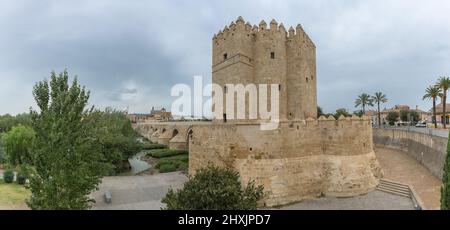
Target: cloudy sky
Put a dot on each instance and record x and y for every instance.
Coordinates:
(130, 53)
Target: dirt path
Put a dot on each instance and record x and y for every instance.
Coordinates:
(400, 167)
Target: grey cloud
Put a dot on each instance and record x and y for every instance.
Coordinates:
(398, 47)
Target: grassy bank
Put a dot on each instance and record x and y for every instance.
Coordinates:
(12, 196)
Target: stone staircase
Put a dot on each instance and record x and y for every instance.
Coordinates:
(399, 189)
(394, 188)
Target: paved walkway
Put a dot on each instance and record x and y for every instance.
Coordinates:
(400, 167)
(375, 200)
(137, 192)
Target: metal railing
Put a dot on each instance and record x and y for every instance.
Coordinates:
(428, 131)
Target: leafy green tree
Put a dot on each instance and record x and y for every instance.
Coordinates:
(433, 92)
(414, 115)
(214, 188)
(379, 98)
(404, 115)
(358, 113)
(445, 187)
(17, 145)
(340, 112)
(67, 161)
(2, 151)
(363, 101)
(7, 121)
(392, 117)
(319, 111)
(444, 84)
(115, 134)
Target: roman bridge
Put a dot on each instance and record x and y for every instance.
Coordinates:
(174, 134)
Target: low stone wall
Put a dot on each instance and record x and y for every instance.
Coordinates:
(429, 150)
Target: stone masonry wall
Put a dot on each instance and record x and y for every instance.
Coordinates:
(300, 160)
(429, 150)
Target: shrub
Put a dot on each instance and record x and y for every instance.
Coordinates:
(184, 166)
(21, 178)
(214, 188)
(8, 176)
(151, 146)
(161, 153)
(445, 188)
(165, 168)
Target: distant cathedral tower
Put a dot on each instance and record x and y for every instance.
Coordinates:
(245, 54)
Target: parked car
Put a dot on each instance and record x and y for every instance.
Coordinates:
(421, 124)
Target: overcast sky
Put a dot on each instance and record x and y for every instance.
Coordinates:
(130, 53)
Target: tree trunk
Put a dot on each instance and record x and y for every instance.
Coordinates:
(434, 113)
(379, 116)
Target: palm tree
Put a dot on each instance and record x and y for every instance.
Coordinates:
(444, 84)
(364, 100)
(379, 98)
(433, 92)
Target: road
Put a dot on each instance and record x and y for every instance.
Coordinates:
(434, 132)
(137, 192)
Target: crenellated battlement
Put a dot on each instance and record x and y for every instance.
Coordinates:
(240, 26)
(269, 54)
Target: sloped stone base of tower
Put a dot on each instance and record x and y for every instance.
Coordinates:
(298, 161)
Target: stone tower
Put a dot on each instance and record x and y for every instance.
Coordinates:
(246, 54)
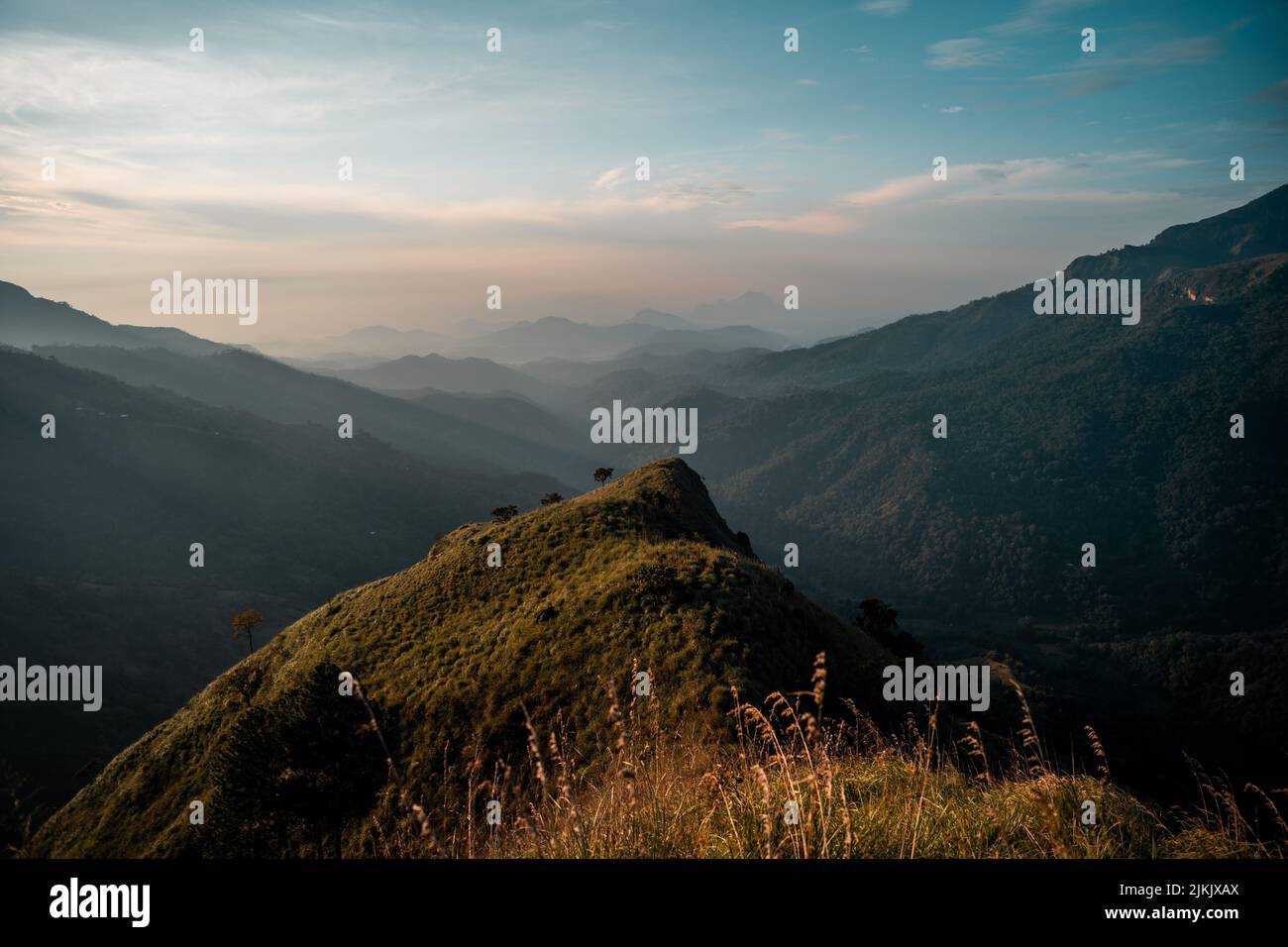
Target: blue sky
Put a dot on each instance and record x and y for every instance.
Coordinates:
(515, 167)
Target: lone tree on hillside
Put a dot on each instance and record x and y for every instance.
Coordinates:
(881, 622)
(244, 626)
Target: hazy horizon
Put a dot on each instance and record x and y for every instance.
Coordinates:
(516, 167)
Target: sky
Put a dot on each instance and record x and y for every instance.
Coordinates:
(516, 167)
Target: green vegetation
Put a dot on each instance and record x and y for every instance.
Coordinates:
(518, 685)
(455, 657)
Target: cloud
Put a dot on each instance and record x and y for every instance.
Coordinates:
(1102, 73)
(612, 178)
(1034, 180)
(885, 8)
(961, 54)
(1035, 16)
(1275, 93)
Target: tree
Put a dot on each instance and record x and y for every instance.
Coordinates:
(881, 622)
(244, 626)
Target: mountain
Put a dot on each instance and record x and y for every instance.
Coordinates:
(724, 339)
(452, 375)
(555, 337)
(27, 321)
(262, 385)
(642, 575)
(94, 560)
(362, 344)
(660, 320)
(1061, 431)
(941, 339)
(509, 415)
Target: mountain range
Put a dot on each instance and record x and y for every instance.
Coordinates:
(1061, 431)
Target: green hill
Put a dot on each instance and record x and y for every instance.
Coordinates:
(642, 575)
(95, 527)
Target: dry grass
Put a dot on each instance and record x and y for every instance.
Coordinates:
(793, 787)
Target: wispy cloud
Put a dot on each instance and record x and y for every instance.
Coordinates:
(964, 53)
(885, 8)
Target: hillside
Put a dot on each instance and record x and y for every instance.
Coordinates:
(639, 575)
(253, 382)
(27, 321)
(97, 525)
(951, 338)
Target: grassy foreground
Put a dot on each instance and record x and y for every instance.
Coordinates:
(858, 793)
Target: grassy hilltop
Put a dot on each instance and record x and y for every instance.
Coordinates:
(513, 685)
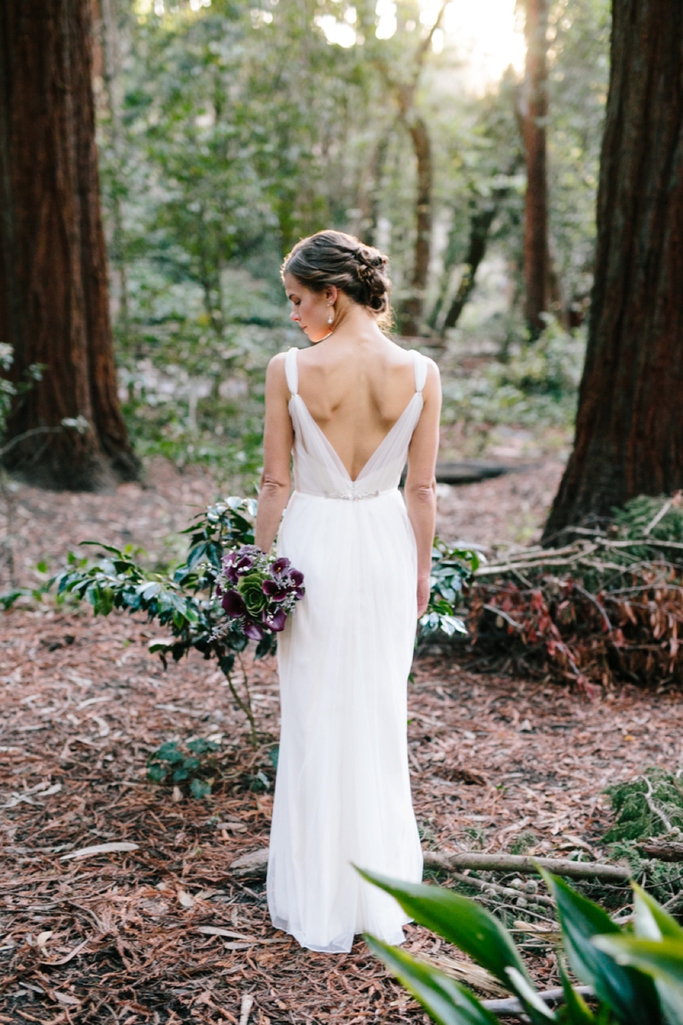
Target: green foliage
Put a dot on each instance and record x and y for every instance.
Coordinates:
(230, 131)
(636, 976)
(171, 764)
(452, 572)
(535, 383)
(644, 516)
(648, 806)
(182, 601)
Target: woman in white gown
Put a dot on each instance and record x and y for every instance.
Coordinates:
(353, 408)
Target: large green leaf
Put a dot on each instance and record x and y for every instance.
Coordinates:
(652, 923)
(459, 920)
(445, 1000)
(575, 1010)
(630, 994)
(660, 958)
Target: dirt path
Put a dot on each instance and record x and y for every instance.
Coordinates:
(117, 937)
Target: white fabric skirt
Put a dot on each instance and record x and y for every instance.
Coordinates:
(343, 789)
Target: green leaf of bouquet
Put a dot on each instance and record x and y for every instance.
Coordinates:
(459, 920)
(444, 999)
(630, 994)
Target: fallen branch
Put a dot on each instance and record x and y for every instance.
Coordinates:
(255, 864)
(511, 1006)
(661, 849)
(522, 863)
(472, 880)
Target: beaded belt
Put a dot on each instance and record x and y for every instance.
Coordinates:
(349, 498)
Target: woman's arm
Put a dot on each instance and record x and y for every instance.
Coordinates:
(278, 441)
(420, 482)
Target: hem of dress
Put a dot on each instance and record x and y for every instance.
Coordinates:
(340, 946)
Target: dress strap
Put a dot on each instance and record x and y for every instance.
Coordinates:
(291, 371)
(419, 365)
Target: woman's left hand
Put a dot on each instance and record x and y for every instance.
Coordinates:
(423, 595)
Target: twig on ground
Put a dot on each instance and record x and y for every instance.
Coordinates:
(511, 1006)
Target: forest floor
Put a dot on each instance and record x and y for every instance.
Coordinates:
(122, 937)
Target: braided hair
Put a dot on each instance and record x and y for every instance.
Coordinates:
(335, 258)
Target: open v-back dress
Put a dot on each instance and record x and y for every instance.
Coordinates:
(343, 788)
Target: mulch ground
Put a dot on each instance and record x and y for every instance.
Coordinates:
(122, 937)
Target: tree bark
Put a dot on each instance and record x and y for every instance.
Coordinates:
(53, 291)
(480, 226)
(629, 437)
(422, 145)
(536, 261)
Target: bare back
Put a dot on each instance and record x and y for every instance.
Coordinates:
(356, 393)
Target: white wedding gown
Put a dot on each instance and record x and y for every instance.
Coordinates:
(343, 788)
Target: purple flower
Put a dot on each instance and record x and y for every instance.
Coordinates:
(237, 564)
(274, 590)
(253, 630)
(233, 605)
(277, 621)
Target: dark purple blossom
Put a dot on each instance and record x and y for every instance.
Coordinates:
(248, 574)
(233, 605)
(253, 630)
(277, 621)
(274, 590)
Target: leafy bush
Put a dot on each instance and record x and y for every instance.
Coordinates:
(648, 806)
(536, 383)
(452, 573)
(636, 976)
(607, 607)
(182, 601)
(170, 764)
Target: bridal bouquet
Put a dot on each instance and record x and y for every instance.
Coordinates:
(257, 590)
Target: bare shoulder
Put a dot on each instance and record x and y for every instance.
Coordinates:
(433, 372)
(432, 388)
(276, 367)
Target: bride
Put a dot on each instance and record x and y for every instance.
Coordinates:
(351, 409)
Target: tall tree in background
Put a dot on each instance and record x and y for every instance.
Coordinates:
(53, 292)
(630, 428)
(536, 261)
(402, 79)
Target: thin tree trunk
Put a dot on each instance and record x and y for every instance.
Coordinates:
(630, 428)
(54, 301)
(422, 145)
(480, 226)
(536, 275)
(111, 64)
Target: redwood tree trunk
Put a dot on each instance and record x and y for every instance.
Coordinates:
(414, 304)
(630, 423)
(535, 205)
(53, 291)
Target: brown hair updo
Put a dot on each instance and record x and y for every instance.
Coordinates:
(334, 258)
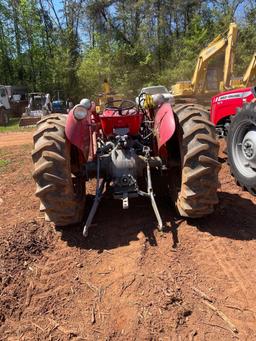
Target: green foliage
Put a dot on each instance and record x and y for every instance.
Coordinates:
(131, 43)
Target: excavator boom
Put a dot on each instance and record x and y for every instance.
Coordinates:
(248, 77)
(250, 73)
(222, 43)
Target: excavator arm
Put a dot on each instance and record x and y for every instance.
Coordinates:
(250, 73)
(215, 47)
(222, 43)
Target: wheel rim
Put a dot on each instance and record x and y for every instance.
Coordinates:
(244, 149)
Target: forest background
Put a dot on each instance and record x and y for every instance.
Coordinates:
(75, 44)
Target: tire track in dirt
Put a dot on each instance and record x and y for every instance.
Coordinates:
(16, 139)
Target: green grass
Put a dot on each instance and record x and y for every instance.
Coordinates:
(13, 125)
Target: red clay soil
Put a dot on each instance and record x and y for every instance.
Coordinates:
(15, 139)
(126, 281)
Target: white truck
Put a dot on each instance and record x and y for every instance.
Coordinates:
(13, 100)
(5, 105)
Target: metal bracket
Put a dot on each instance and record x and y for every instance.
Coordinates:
(150, 194)
(125, 201)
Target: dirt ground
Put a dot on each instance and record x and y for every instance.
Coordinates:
(127, 281)
(15, 139)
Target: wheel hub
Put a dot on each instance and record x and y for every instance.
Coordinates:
(249, 148)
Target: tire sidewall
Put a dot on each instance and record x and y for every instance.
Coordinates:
(245, 116)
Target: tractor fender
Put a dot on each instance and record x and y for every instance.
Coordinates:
(164, 126)
(78, 132)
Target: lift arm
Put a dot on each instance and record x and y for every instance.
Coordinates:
(220, 43)
(250, 72)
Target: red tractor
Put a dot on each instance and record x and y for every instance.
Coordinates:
(234, 114)
(120, 148)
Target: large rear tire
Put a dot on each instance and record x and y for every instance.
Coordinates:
(61, 193)
(196, 182)
(241, 145)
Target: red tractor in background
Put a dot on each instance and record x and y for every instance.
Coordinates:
(121, 147)
(234, 115)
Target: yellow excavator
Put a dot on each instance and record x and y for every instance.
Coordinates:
(249, 76)
(213, 69)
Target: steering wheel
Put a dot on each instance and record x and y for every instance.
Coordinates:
(120, 106)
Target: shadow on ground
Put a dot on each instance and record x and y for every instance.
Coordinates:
(234, 218)
(113, 227)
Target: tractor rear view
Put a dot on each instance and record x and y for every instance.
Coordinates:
(120, 148)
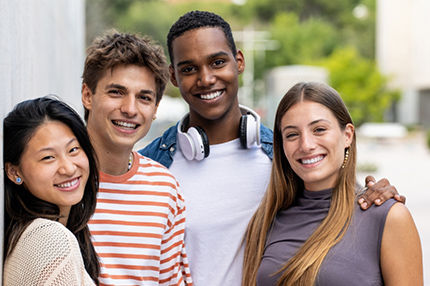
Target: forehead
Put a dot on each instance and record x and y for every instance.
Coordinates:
(200, 42)
(306, 112)
(129, 75)
(49, 134)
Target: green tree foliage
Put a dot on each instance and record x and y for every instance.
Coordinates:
(360, 84)
(309, 32)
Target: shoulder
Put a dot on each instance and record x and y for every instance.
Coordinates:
(163, 142)
(399, 214)
(157, 173)
(47, 229)
(44, 236)
(150, 164)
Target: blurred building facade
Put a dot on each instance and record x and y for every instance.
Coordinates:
(42, 51)
(403, 54)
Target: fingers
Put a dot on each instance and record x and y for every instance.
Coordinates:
(379, 192)
(370, 180)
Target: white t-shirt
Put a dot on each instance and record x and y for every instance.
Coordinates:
(221, 194)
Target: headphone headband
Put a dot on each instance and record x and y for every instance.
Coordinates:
(194, 143)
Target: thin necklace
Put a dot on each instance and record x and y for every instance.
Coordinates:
(130, 160)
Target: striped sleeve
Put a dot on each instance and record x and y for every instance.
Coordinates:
(138, 227)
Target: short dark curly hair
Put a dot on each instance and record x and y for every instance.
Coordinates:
(199, 19)
(115, 48)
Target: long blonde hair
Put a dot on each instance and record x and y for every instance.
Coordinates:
(284, 185)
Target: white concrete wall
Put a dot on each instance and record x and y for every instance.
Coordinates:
(42, 50)
(403, 50)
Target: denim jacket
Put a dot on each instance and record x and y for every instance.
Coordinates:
(163, 148)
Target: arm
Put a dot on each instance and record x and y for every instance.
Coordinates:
(378, 193)
(173, 259)
(401, 255)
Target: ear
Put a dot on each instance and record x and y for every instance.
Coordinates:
(87, 96)
(12, 172)
(172, 75)
(349, 134)
(240, 60)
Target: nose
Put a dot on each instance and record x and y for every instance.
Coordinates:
(206, 77)
(128, 106)
(67, 166)
(307, 142)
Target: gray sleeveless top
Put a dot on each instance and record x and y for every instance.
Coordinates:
(353, 261)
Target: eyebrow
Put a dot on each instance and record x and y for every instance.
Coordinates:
(310, 124)
(121, 87)
(187, 62)
(51, 149)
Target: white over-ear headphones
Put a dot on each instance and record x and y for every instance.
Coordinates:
(195, 144)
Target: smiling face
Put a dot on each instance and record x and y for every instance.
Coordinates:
(53, 166)
(206, 73)
(314, 144)
(122, 109)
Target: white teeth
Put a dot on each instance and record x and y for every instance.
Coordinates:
(125, 124)
(210, 95)
(68, 184)
(312, 161)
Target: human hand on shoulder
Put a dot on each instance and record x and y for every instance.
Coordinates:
(378, 193)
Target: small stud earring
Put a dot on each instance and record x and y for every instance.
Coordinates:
(346, 158)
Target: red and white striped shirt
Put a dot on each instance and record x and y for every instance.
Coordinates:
(138, 227)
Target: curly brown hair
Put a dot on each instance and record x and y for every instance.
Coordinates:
(114, 48)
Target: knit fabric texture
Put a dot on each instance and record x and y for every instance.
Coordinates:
(47, 253)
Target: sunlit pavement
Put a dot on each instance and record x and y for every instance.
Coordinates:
(406, 164)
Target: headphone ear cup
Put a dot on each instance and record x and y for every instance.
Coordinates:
(242, 131)
(251, 131)
(201, 143)
(205, 140)
(187, 145)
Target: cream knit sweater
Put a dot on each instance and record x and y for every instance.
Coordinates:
(47, 253)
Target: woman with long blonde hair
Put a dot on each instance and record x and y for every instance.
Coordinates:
(309, 229)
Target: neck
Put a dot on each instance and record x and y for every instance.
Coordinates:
(114, 163)
(112, 160)
(220, 130)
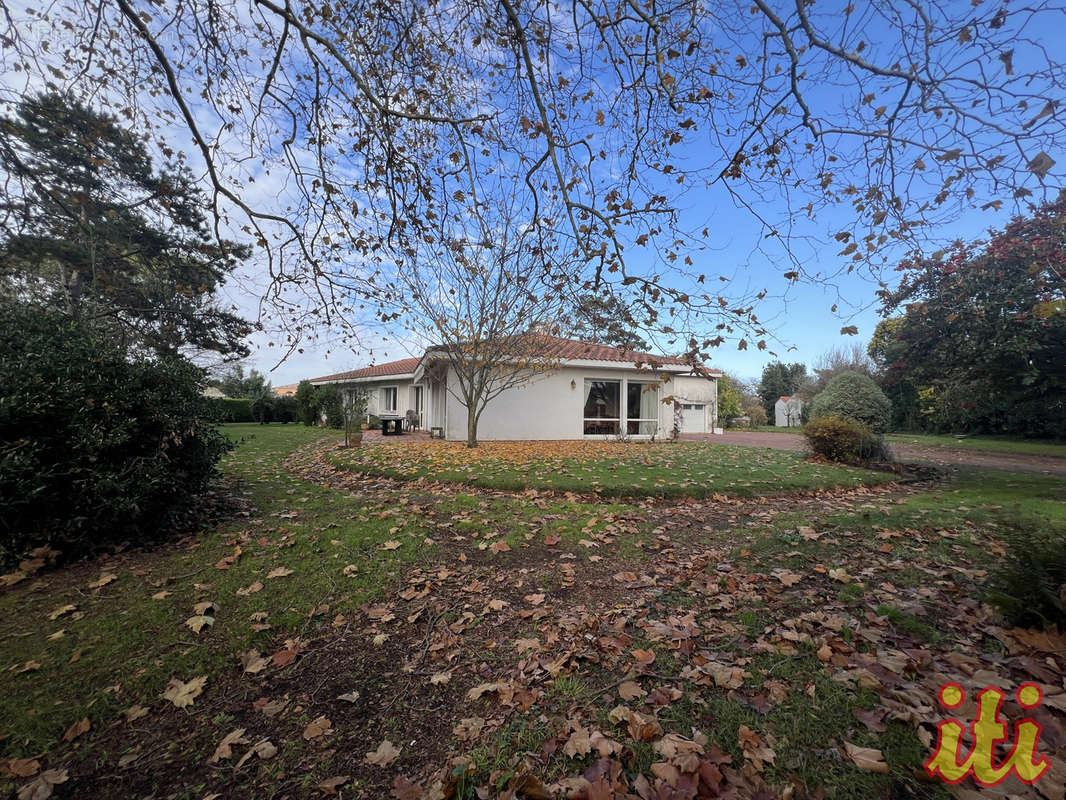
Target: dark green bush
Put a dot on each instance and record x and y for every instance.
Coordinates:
(95, 449)
(845, 441)
(854, 396)
(262, 408)
(286, 409)
(230, 410)
(1029, 585)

» What is being asked
The required answer is a single number: how many lines above hold the string "dark".

» Written reply
3